GIVEN REQUEST A:
Answer these three questions from the passage on Collie and the media, one answer per line and marked the same way:
(i) Which team was Collie playing against when he suffered his concussion?
(ii) With whom did Collie have a telephone interview?
(iii) What subject does the writer dislike discussing with SB Nation's advertising executives?
GIVEN REQUEST B:
Decide whether each statement below agrees with the passage on Collie and the media. Answer yes or no, and quote the words of the passage that settle it.
(i) Collie was on injured reserve when the Colts kept him from speaking to the media.
(ii) Talking with the media during the season is optional for players.
(iii) The writer does not like chatting with SB Nation's advertising executives about putting more ads on the blog.
GIVEN REQUEST C:
Carry the passage on Collie and the media forward from the point where it stops.

GIVEN PASSAGE:
start

For the first time since, I believe, he suffered his concussion in November against the Eagles, Collie had a telephone interview with Indianapolis Star beat writer Mike Chappell. Now, as some of you may recall, Chappell accused the Colts of violating NFL rules last year in regards to them preventing Collie from speaking to the media after his injury in Philadelphia. Chappells argument had merit in that Collie, who was not on injured reserve at the time, was required to be available for media.

Now, when a subject like this comes up, I know some people have silly responses to this along the lines of 'LEAVE [INSERT PLAYER NAME HERE] ALONE!' But, despite whatever childish, nonsensical response some fans may have, the reality is this is pro football's rules about player availability are pretty clear.

Talking with the media during the season is not optional. It's required.

Sure, people like Austin may not like to chat with the media. But, the personal likes and dislikes of one person are not relevant when it comes to the rules. Take, for example, my job. I personally don't like chatting with SB Nation's advertising executives when it comes to putting more ads on this blog. Nothing against them personally, but I don't like talking about that kind of stuff. However, despite my personal dislike for it, it's just part of the job and I kind of have to do it.

end

PROVIDED INFORMATION:
start

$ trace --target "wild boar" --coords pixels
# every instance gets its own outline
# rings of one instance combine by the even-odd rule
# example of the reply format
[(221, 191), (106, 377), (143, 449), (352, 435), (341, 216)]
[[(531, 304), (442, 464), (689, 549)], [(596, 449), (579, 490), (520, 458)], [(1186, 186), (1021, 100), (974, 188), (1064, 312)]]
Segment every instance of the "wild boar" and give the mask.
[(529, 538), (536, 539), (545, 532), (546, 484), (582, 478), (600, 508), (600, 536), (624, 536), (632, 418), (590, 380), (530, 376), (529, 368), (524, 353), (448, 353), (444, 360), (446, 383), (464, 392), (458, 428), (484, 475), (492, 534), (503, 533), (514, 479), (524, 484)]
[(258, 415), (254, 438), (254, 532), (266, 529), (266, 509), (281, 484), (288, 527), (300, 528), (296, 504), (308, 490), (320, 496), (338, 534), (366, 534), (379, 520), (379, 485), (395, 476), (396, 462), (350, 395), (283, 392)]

end

OUTPUT A:
(i) The Eagles.
(ii) Indianapolis Star beat writer Mike Chappell.
(iii) Putting more ads on the blog.

OUTPUT B:
(i) No: "Collie, who was not on injured reserve at the time, was required to be available for media."
(ii) No: "Talking with the media during the season is not optional. It's required."
(iii) Yes: "I personally don't like chatting with SB Nation's advertising executives when it comes to putting more ads on this blog."

OUTPUT C:
Same with Austin and the media. Speaking with them is as much a part of the job as catching the football is.

"I feel good," Collie said in a recent telephone interview. "I feel like my routes are crisp and I'm catching the ball well. I'm doing all the little things."

Again, it's nice to hear Austin thinks he's doing OK. For me, I remain skeptical because I've heard this song before. Last year, Bob Sanders kept saying he was OK until he got hurt in Week One on a routine play. Same with Anthony Gonzalez. Everyone feels great during the offseason. That feeling changes quickly when the 'bullets are live,' as they say. I don't doubt Austin thinks he's 100%. Thinking it and being it are two different things.

Also, we don't know how Austin is going to be when the games are real and the route required is over the middle. Will he get alligator arms when he hears that safety close on him? Would you blame him if he did?

Back to the 'media monster' for a second, a quote from Austin that seemed especially silly to both me and PFT's Gregg Rosenthal was Collie's suggestion that 'the media' felt he would retire after last year:

Colts receiver Austin Collie says he never considered walking away from football after his multiple scary concussion scares last year.

"I don’t think for me there really was a decision," Collie told Mike Chappell of the Indianapolis Star. "I didn’t even entertain the thought of not coming back. I think the media made their own stories as far as what I was going to do."

We’re honestly not sure what media reported Collie was considering retirement.

I'm honestly not sure either. Who was writing or saying that Austin Collie would retire after 2010? I know fans here and on message boards were asking the question, which was (and is) legitimate. The guy suffered three concussions (officially two, but in reality it was three) in one season over a four week period. It's perfectly reasonable for fans who care about Austin's health to ask if he should retire.

But who in the mainstream media, or even in the the blogosphere, was writing that Austin would retire?

The answer is no one, and Austin is simply pointing a finger at an imaginary boogeyman for reasons that make little sense.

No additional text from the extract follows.